- [WORK TO COMPLETE] Select from the records below every line that has the word "fanny" in it.

- [THE RECORDS]
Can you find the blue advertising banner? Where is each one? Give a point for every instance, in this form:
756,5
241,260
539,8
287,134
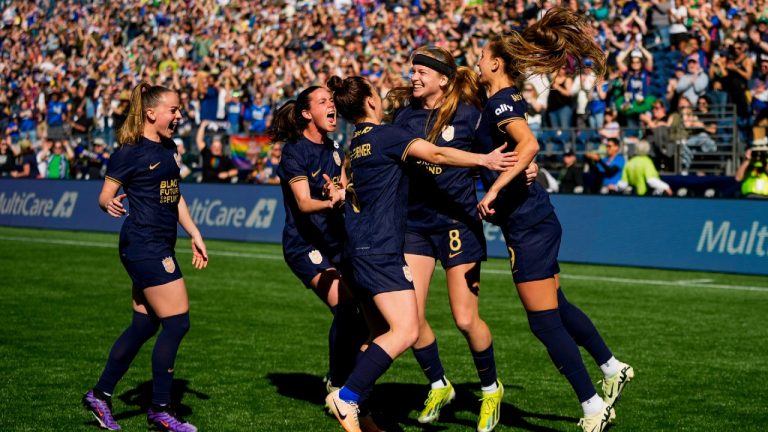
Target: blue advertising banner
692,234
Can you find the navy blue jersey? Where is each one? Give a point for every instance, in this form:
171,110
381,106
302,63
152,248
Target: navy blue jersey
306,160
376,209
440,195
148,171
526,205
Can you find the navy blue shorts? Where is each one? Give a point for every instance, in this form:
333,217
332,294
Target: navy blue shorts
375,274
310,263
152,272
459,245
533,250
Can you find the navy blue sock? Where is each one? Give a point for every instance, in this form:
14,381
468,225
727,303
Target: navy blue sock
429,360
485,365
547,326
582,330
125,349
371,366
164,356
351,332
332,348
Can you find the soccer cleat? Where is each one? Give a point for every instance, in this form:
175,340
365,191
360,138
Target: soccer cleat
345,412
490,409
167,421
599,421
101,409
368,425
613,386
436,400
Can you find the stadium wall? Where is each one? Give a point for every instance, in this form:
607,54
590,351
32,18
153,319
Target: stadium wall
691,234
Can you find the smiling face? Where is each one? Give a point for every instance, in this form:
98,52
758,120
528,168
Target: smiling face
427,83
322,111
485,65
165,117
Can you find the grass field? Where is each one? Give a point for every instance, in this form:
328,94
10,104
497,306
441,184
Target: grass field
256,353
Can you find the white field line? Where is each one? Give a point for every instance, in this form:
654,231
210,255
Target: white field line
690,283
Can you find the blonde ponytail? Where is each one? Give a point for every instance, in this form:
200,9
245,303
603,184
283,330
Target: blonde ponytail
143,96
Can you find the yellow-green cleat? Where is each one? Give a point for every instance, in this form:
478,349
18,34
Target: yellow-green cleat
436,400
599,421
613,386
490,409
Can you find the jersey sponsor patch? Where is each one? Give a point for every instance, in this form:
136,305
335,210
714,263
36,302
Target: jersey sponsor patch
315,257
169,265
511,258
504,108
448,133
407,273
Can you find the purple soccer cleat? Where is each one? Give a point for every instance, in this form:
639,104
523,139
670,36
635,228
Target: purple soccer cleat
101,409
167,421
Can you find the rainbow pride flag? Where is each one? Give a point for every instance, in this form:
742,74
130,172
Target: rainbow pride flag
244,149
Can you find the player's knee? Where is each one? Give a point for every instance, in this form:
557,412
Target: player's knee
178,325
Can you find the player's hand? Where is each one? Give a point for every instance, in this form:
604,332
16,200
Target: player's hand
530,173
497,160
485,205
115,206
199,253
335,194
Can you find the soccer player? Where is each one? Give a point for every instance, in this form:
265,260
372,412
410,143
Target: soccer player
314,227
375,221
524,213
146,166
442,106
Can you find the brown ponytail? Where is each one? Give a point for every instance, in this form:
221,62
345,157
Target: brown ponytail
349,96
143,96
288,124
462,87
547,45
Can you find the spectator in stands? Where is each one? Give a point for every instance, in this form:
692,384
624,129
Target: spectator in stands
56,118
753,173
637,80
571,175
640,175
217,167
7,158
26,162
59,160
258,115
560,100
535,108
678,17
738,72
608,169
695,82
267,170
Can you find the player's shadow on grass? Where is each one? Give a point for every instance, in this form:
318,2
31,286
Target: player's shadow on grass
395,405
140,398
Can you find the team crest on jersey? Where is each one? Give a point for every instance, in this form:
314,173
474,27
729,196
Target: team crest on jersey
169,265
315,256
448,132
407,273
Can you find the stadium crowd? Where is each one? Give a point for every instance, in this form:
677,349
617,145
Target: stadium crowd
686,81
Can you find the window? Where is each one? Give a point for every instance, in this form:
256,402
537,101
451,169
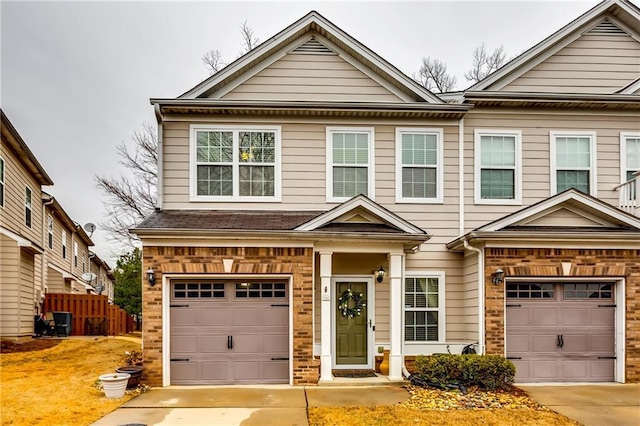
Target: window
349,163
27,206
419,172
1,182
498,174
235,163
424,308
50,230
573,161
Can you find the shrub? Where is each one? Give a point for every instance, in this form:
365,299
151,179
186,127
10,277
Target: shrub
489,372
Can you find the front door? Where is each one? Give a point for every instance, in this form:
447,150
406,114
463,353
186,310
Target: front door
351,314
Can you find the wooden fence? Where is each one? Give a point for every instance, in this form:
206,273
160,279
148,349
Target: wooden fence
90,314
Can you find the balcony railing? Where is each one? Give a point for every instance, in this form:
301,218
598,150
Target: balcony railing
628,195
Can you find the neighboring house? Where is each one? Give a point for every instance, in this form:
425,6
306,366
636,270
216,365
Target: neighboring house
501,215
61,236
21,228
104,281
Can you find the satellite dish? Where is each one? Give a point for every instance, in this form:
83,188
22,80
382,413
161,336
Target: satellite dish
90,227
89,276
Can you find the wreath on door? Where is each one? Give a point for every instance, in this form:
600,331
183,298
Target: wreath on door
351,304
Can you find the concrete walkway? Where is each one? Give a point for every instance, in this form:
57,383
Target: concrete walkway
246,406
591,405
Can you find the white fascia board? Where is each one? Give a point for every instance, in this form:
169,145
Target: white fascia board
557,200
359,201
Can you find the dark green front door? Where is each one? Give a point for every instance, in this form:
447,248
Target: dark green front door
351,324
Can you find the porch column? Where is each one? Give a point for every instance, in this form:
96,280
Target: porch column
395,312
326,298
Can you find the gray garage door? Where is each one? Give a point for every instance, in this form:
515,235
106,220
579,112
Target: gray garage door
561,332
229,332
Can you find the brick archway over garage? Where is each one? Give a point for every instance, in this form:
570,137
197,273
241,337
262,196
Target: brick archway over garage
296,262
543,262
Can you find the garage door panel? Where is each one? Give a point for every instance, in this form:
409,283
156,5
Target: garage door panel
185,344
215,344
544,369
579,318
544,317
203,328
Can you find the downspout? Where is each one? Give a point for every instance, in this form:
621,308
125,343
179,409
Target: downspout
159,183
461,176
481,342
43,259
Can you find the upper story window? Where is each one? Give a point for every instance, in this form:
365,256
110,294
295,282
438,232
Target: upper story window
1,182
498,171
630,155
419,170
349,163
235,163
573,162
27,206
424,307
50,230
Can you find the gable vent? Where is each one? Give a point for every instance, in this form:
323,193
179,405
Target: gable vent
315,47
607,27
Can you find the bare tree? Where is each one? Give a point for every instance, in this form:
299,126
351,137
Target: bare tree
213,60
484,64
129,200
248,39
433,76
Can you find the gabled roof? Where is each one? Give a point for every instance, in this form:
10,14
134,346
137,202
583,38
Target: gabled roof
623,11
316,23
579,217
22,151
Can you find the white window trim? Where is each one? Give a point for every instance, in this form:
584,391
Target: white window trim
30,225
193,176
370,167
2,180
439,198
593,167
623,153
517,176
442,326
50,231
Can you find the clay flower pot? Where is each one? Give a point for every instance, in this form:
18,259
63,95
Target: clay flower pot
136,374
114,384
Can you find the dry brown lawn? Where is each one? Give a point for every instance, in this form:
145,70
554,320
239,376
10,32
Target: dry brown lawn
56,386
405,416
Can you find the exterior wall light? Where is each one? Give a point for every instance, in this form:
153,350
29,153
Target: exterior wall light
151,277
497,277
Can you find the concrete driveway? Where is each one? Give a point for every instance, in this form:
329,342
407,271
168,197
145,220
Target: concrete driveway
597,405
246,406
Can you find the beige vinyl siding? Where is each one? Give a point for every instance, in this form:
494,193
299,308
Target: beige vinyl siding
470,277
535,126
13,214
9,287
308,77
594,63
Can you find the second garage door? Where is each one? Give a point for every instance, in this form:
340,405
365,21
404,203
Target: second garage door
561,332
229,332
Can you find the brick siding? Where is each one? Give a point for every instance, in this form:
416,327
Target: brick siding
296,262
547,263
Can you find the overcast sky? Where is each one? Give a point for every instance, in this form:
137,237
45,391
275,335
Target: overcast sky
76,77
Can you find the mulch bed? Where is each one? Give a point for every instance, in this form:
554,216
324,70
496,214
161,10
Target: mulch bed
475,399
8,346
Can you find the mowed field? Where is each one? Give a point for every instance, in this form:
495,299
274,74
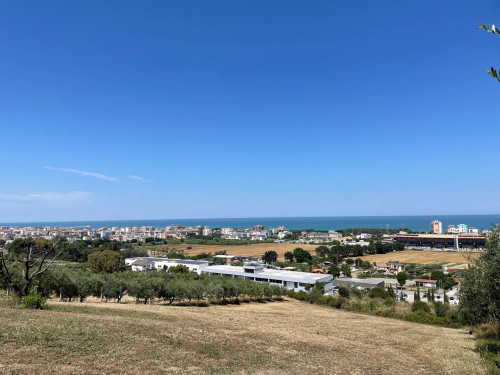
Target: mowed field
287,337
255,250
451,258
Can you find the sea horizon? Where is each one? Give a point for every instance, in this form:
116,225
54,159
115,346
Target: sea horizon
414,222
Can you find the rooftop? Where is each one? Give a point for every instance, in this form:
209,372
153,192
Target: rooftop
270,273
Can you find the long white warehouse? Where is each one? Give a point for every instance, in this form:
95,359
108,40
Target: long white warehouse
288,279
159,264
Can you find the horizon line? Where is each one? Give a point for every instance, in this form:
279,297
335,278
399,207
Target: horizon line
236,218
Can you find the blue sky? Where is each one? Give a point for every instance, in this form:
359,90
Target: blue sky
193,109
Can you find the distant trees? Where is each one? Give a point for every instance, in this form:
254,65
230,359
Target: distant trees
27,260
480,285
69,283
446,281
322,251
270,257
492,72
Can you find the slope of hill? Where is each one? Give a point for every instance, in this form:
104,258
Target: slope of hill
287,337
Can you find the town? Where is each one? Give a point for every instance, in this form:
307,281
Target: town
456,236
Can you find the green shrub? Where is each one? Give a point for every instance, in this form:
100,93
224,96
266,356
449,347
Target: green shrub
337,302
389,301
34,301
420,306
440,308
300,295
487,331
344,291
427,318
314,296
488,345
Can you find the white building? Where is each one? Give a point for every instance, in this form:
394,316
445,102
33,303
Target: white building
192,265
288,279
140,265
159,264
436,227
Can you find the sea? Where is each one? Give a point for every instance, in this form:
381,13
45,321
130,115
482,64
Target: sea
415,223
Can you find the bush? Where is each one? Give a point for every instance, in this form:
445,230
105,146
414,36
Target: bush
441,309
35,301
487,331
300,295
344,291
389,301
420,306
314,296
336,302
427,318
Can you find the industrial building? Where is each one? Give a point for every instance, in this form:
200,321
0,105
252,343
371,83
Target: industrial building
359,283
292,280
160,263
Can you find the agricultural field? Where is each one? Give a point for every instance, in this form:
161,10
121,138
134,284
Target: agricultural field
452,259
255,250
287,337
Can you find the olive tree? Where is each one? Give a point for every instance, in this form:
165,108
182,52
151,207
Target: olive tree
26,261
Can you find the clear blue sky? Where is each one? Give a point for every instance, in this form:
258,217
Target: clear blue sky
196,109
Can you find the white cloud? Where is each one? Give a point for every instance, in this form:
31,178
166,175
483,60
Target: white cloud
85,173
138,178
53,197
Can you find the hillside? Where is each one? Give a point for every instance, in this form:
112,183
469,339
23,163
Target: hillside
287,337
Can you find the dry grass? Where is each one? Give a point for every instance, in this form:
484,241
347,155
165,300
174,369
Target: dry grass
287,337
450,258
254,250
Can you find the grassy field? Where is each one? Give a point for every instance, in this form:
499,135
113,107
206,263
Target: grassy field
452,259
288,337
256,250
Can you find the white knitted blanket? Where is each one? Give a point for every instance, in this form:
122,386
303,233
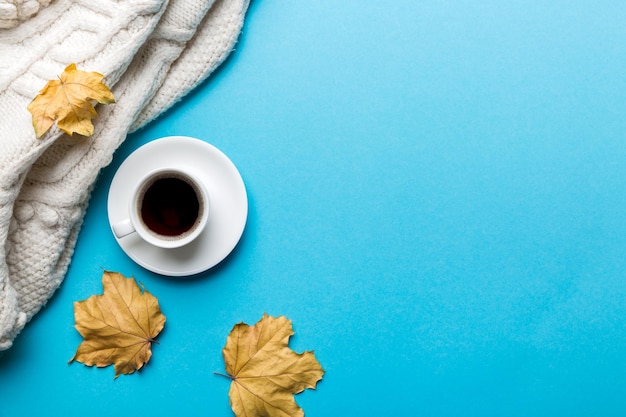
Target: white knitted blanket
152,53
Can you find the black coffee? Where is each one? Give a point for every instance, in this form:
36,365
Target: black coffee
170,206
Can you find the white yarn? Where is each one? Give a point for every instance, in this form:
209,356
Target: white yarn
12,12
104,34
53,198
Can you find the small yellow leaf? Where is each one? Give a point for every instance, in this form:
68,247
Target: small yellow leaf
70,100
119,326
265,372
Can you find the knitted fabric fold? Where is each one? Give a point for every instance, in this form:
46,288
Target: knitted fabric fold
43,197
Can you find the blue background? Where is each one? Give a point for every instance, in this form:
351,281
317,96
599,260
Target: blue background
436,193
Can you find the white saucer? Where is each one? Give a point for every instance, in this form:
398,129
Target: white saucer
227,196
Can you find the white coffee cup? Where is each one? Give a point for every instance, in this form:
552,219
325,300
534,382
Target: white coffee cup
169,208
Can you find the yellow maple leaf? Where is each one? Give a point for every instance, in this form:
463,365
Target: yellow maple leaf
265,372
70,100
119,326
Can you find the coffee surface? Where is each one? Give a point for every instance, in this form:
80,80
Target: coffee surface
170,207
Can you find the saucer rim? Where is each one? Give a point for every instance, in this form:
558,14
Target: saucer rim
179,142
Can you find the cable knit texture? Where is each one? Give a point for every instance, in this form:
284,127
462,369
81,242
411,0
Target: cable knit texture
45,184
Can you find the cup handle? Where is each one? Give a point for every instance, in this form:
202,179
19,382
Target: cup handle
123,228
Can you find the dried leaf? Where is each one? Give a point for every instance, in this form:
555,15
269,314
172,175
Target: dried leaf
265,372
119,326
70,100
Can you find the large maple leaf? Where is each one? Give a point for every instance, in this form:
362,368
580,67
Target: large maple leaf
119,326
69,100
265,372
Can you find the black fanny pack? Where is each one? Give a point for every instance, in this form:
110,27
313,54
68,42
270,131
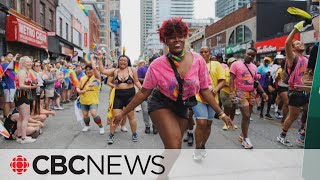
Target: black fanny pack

- [EXERCISE RESULT]
Can you find the black fanny pack? Where is each one? Give a point for every instance, in this form:
Target: black fanny pack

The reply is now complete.